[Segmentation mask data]
____________

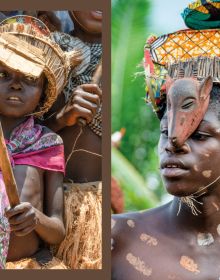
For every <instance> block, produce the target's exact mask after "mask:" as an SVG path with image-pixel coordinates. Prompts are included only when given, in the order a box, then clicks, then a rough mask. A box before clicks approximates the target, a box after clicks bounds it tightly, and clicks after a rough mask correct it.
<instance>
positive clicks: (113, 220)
mask: <svg viewBox="0 0 220 280" xmlns="http://www.w3.org/2000/svg"><path fill="white" fill-rule="evenodd" d="M115 224H116V221H115V220H114V219H112V220H111V228H112V229H113V227H114V226H115Z"/></svg>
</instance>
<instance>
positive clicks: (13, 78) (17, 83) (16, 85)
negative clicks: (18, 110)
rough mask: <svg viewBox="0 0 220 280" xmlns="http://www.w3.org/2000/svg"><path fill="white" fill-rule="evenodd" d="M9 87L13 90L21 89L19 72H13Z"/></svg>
mask: <svg viewBox="0 0 220 280" xmlns="http://www.w3.org/2000/svg"><path fill="white" fill-rule="evenodd" d="M10 88H11V89H13V90H21V89H22V84H21V79H20V76H19V74H15V75H14V76H13V78H12V81H11V84H10Z"/></svg>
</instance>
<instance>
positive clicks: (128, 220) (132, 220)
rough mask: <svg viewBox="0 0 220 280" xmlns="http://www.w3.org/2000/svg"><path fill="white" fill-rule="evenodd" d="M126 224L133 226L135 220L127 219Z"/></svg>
mask: <svg viewBox="0 0 220 280" xmlns="http://www.w3.org/2000/svg"><path fill="white" fill-rule="evenodd" d="M127 225H128V226H129V227H131V228H134V227H135V222H134V221H133V220H127Z"/></svg>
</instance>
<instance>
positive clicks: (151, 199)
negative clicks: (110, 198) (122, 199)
mask: <svg viewBox="0 0 220 280" xmlns="http://www.w3.org/2000/svg"><path fill="white" fill-rule="evenodd" d="M112 175H113V177H115V178H117V181H118V182H119V184H120V186H121V188H122V190H123V192H124V193H125V194H126V196H125V208H126V209H129V210H142V209H146V208H151V207H153V206H155V204H156V203H158V199H157V198H156V196H155V195H154V194H153V193H152V192H151V191H149V190H148V189H147V187H146V183H145V182H144V179H143V177H142V176H141V175H140V174H139V172H138V171H137V170H136V169H135V168H134V166H133V165H132V164H131V163H130V162H129V161H128V160H127V159H126V158H125V157H124V156H123V155H122V154H121V153H120V151H118V150H117V149H115V148H112Z"/></svg>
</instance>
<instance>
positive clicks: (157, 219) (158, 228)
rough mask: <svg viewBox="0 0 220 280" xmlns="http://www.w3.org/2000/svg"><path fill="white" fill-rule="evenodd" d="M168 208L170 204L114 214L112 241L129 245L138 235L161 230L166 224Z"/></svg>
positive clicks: (152, 232)
mask: <svg viewBox="0 0 220 280" xmlns="http://www.w3.org/2000/svg"><path fill="white" fill-rule="evenodd" d="M168 208H169V204H166V205H163V206H160V207H157V208H153V209H150V210H144V211H139V212H130V213H124V214H118V215H112V220H111V228H112V239H113V241H112V242H113V243H115V244H120V243H123V245H124V246H127V245H128V244H129V245H131V244H132V243H134V242H135V240H136V236H137V235H138V236H141V235H142V234H143V233H148V234H149V235H151V234H152V235H155V232H157V231H158V232H160V231H161V230H162V229H163V227H164V226H165V224H166V219H167V216H168V215H167V212H168ZM134 237H135V238H134ZM126 244H127V245H126Z"/></svg>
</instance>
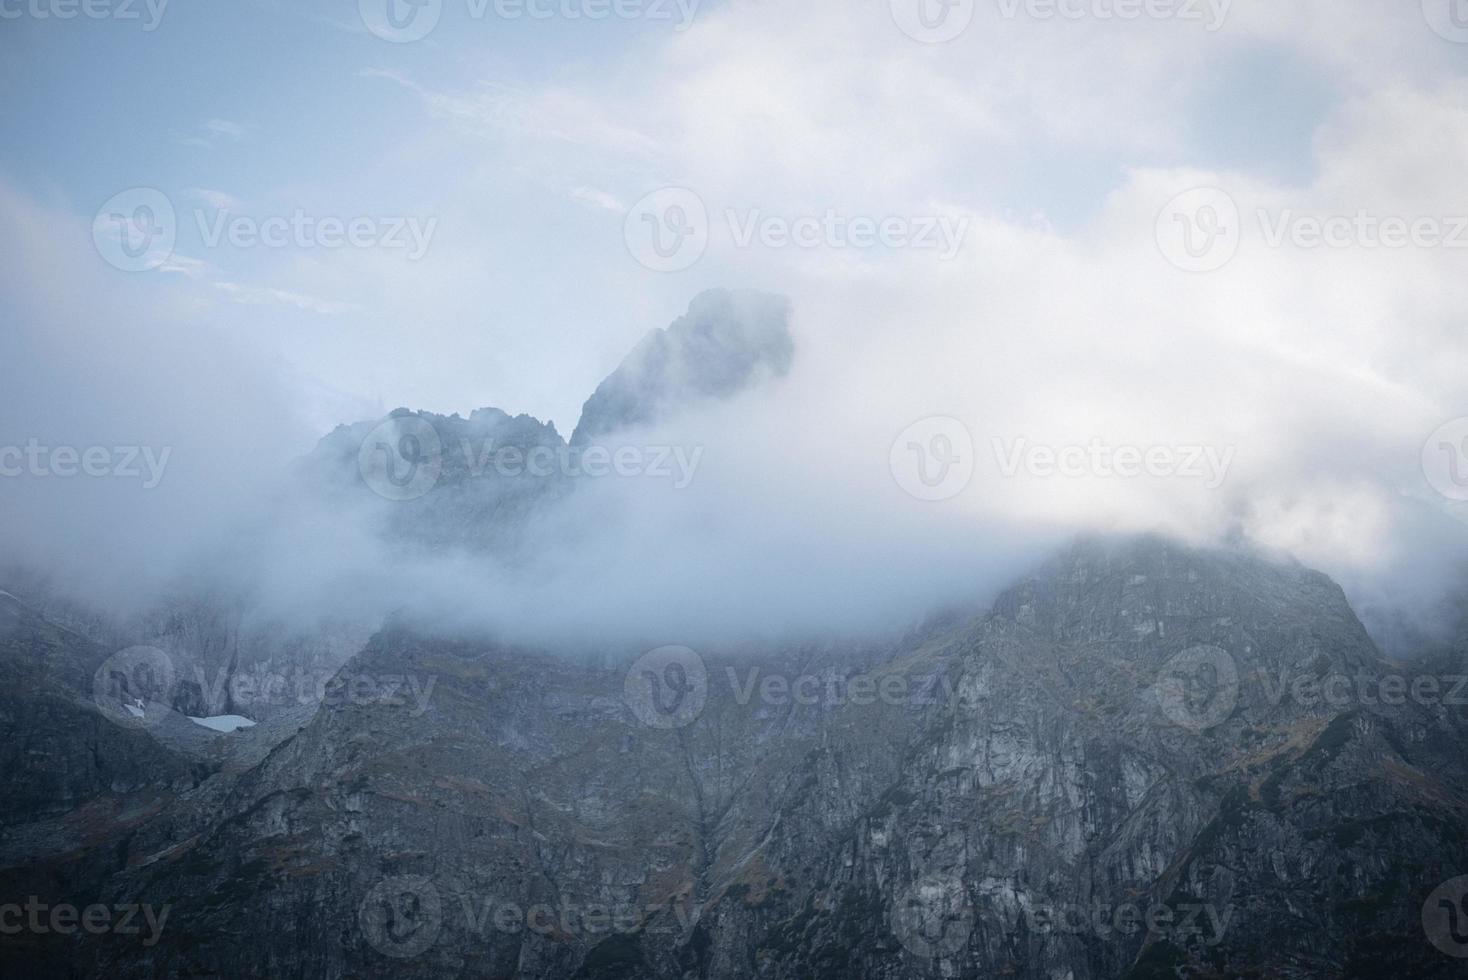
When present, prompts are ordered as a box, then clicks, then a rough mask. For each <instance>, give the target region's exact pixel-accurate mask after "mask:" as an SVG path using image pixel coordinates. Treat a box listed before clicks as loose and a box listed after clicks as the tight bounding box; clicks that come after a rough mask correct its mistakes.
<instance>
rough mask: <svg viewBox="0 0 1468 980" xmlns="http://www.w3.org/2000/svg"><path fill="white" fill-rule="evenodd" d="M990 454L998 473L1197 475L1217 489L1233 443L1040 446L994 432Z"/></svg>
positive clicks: (1044, 476) (1069, 476)
mask: <svg viewBox="0 0 1468 980" xmlns="http://www.w3.org/2000/svg"><path fill="white" fill-rule="evenodd" d="M992 445H994V458H995V459H997V461H998V467H1000V475H1003V477H1017V475H1019V474H1020V472H1025V474H1029V475H1031V477H1041V478H1047V477H1072V478H1083V477H1097V478H1102V480H1108V478H1113V477H1116V478H1122V480H1135V478H1138V477H1155V478H1158V480H1199V481H1202V486H1204V489H1207V490H1217V489H1218V487H1221V486H1223V483H1224V480H1227V477H1229V467H1230V465H1232V464H1233V456H1235V452H1236V449H1235V447H1233V446H1224V447H1221V449H1220V447H1218V446H1204V445H1188V446H1110V445H1107V443H1104V442H1101V440H1100V439H1092V440H1091V442H1089V443H1086V445H1083V446H1082V445H1069V446H1045V445H1039V443H1033V445H1032V443H1031V442H1029V440H1028V439H1016V440H1013V442H1010V440H1006V439H1000V437H995V439H994V440H992Z"/></svg>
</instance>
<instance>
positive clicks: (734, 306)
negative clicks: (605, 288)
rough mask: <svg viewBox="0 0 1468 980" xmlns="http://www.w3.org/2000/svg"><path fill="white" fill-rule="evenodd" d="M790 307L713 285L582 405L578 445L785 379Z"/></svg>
mask: <svg viewBox="0 0 1468 980" xmlns="http://www.w3.org/2000/svg"><path fill="white" fill-rule="evenodd" d="M788 320H790V304H788V302H787V301H785V299H782V298H780V296H772V295H768V293H759V292H750V290H728V289H711V290H709V292H705V293H700V295H699V296H696V298H694V299H693V302H691V304H688V312H687V314H686V315H683V317H678V320H675V321H674V323H672V326H669V327H668V329H666V330H653V332H652V333H649V334H647V336H646V337H643V340H642V343H639V345H637V348H636V349H633V352H631V354H628V355H627V356H625V358H624V359H622V362H621V364H619V365H618V368H617V370H615V371H614V373H612V374H611V376H608V379H606V380H605V381H602V383H600V384H599V386H597V387H596V392H593V393H592V398H589V399H587V401H586V406H584V408H583V409H581V421H580V423H577V427H575V431H574V433H573V434H571V445H573V446H583V445H587V443H593V442H596V440H599V439H602V437H603V436H608V434H611V433H615V431H618V430H624V428H633V427H637V425H649V424H655V423H659V421H662V420H665V418H668V417H669V415H672V414H675V412H677V411H680V409H687V408H690V406H696V405H697V403H699V402H708V401H718V399H725V398H731V396H734V395H737V393H740V392H743V390H746V389H749V387H752V386H755V384H757V383H759V381H762V380H768V379H772V377H781V376H784V374H787V373H788V371H790V365H791V361H793V359H794V342H793V340H791V336H790V326H788Z"/></svg>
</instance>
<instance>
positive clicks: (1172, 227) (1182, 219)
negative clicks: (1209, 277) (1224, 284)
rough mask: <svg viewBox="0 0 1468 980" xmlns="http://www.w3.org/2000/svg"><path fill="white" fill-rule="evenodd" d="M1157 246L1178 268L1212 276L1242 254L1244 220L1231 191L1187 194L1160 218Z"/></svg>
mask: <svg viewBox="0 0 1468 980" xmlns="http://www.w3.org/2000/svg"><path fill="white" fill-rule="evenodd" d="M1155 230H1157V246H1158V248H1160V249H1163V255H1164V257H1166V258H1167V261H1170V263H1171V264H1173V266H1177V268H1182V270H1185V271H1189V273H1211V271H1217V270H1218V268H1223V267H1224V266H1227V264H1229V263H1230V261H1233V257H1235V255H1238V254H1239V244H1240V241H1242V235H1243V219H1242V217H1240V214H1239V205H1238V202H1235V200H1233V198H1232V197H1230V195H1229V192H1227V191H1221V189H1218V188H1195V189H1192V191H1183V192H1182V194H1179V195H1177V197H1174V198H1173V200H1171V201H1169V202H1167V207H1164V208H1163V210H1161V213H1160V214H1158V216H1157V229H1155Z"/></svg>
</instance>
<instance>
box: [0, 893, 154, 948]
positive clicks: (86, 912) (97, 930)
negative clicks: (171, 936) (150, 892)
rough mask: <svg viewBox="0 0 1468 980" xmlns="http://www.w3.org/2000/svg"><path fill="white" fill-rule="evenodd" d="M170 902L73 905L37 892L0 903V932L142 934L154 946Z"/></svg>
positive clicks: (126, 935)
mask: <svg viewBox="0 0 1468 980" xmlns="http://www.w3.org/2000/svg"><path fill="white" fill-rule="evenodd" d="M170 908H172V907H170V905H163V907H160V908H154V907H153V905H150V904H147V902H142V904H116V905H104V904H101V902H94V904H91V905H84V907H76V905H72V904H70V902H57V904H56V905H48V904H46V902H43V901H41V899H40V896H37V895H31V896H28V898H26V901H25V904H23V905H22V904H21V902H4V904H0V936H16V935H19V933H32V935H43V936H44V935H48V933H54V935H57V936H70V935H73V933H76V932H84V933H90V935H92V936H101V935H107V933H110V935H115V936H142V945H144V946H153V945H156V943H157V942H159V937H160V936H161V935H163V926H164V923H166V921H167V918H169V910H170Z"/></svg>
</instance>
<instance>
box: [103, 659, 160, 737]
mask: <svg viewBox="0 0 1468 980" xmlns="http://www.w3.org/2000/svg"><path fill="white" fill-rule="evenodd" d="M175 681H176V676H175V672H173V660H172V657H169V654H166V653H164V651H161V650H159V648H157V647H128V648H126V650H119V651H117V653H115V654H112V656H110V657H107V659H106V660H103V663H101V666H100V668H97V672H95V673H92V703H94V704H97V707H98V709H101V713H103V714H106V716H107V719H109V720H110V722H115V723H117V725H122V726H125V728H153V726H154V725H157V723H159V722H161V720H163V719H164V716H167V713H169V712H170V710H172V707H170V703H172V700H173V684H175Z"/></svg>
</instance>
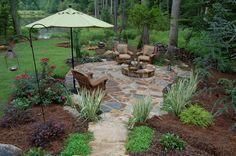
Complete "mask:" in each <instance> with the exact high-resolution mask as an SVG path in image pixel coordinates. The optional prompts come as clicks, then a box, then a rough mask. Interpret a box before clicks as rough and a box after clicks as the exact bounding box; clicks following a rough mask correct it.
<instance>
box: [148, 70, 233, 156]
mask: <svg viewBox="0 0 236 156" xmlns="http://www.w3.org/2000/svg"><path fill="white" fill-rule="evenodd" d="M219 78H227V79H231V80H232V79H236V74H233V73H231V74H229V73H228V74H227V73H220V72H217V71H216V70H213V77H212V79H211V80H210V87H215V86H216V85H217V80H218V79H219ZM201 87H202V86H201ZM222 96H224V94H223V92H222V91H221V90H212V91H211V92H202V93H200V94H199V95H197V96H195V97H194V101H197V103H198V104H200V105H201V106H203V107H204V108H205V109H207V110H208V111H211V109H212V107H213V105H214V102H215V101H216V100H217V99H218V98H220V97H222ZM235 122H236V120H235V119H234V118H233V113H232V112H227V113H225V114H223V115H222V116H220V117H217V118H216V119H215V121H214V125H212V126H210V127H208V128H200V127H197V126H194V125H184V124H182V123H181V122H180V121H179V119H178V117H176V116H174V115H173V114H166V115H163V116H161V117H153V118H151V119H149V120H148V121H147V124H148V125H149V126H150V127H153V128H154V129H155V130H156V132H157V134H160V133H162V134H163V133H167V132H171V133H175V134H177V135H179V136H180V137H182V138H183V139H184V140H185V141H186V142H187V144H188V145H187V148H186V150H185V151H183V152H177V151H172V152H170V153H163V151H162V150H161V146H160V145H159V143H158V142H157V143H156V142H154V143H153V145H152V148H151V150H150V151H149V152H148V153H146V155H209V154H210V155H219V156H226V155H227V156H233V155H236V130H230V129H229V128H230V126H232V124H233V123H235ZM158 138H160V137H159V136H158V135H157V139H156V140H158ZM156 140H155V141H156Z"/></svg>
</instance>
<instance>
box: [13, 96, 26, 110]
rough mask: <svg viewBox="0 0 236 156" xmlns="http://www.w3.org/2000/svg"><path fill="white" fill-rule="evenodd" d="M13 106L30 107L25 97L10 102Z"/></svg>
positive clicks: (19, 108) (20, 108) (17, 108)
mask: <svg viewBox="0 0 236 156" xmlns="http://www.w3.org/2000/svg"><path fill="white" fill-rule="evenodd" d="M11 104H12V105H13V107H15V108H17V109H20V110H27V109H28V108H30V101H29V100H28V99H27V98H17V99H15V100H13V101H12V102H11Z"/></svg>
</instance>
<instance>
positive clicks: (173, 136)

____________

THE TASK: Only one thing is wanted here, an exact copy of the lines from the first line above through the line containing "positive clicks: (128, 220) (132, 220)", minus any picture.

RESPONSE:
For every <instance> block, produce the target's exact mask after "mask:" as an SVG path with image-pixel coordinates. Prompts are included only when given, in the order a box, then clicks, then a rough mask. A box before clicks approximates the target, a box after clicks bounds it tightly, and clicks after a rough mask correct it.
<instance>
positive clicks: (113, 220)
mask: <svg viewBox="0 0 220 280" xmlns="http://www.w3.org/2000/svg"><path fill="white" fill-rule="evenodd" d="M115 224H116V221H115V220H114V219H112V220H111V228H112V229H113V227H114V226H115Z"/></svg>
</instance>
<instance>
positive clicks: (13, 78) (17, 83) (16, 85)
negative clicks: (18, 110)
rough mask: <svg viewBox="0 0 220 280" xmlns="http://www.w3.org/2000/svg"><path fill="white" fill-rule="evenodd" d="M9 87L13 90L21 89L19 72H13Z"/></svg>
mask: <svg viewBox="0 0 220 280" xmlns="http://www.w3.org/2000/svg"><path fill="white" fill-rule="evenodd" d="M10 88H11V89H13V90H21V89H22V84H21V79H20V76H19V74H15V75H14V76H13V78H12V81H11V84H10Z"/></svg>
</instance>
<instance>
positive clicks: (128, 220) (132, 220)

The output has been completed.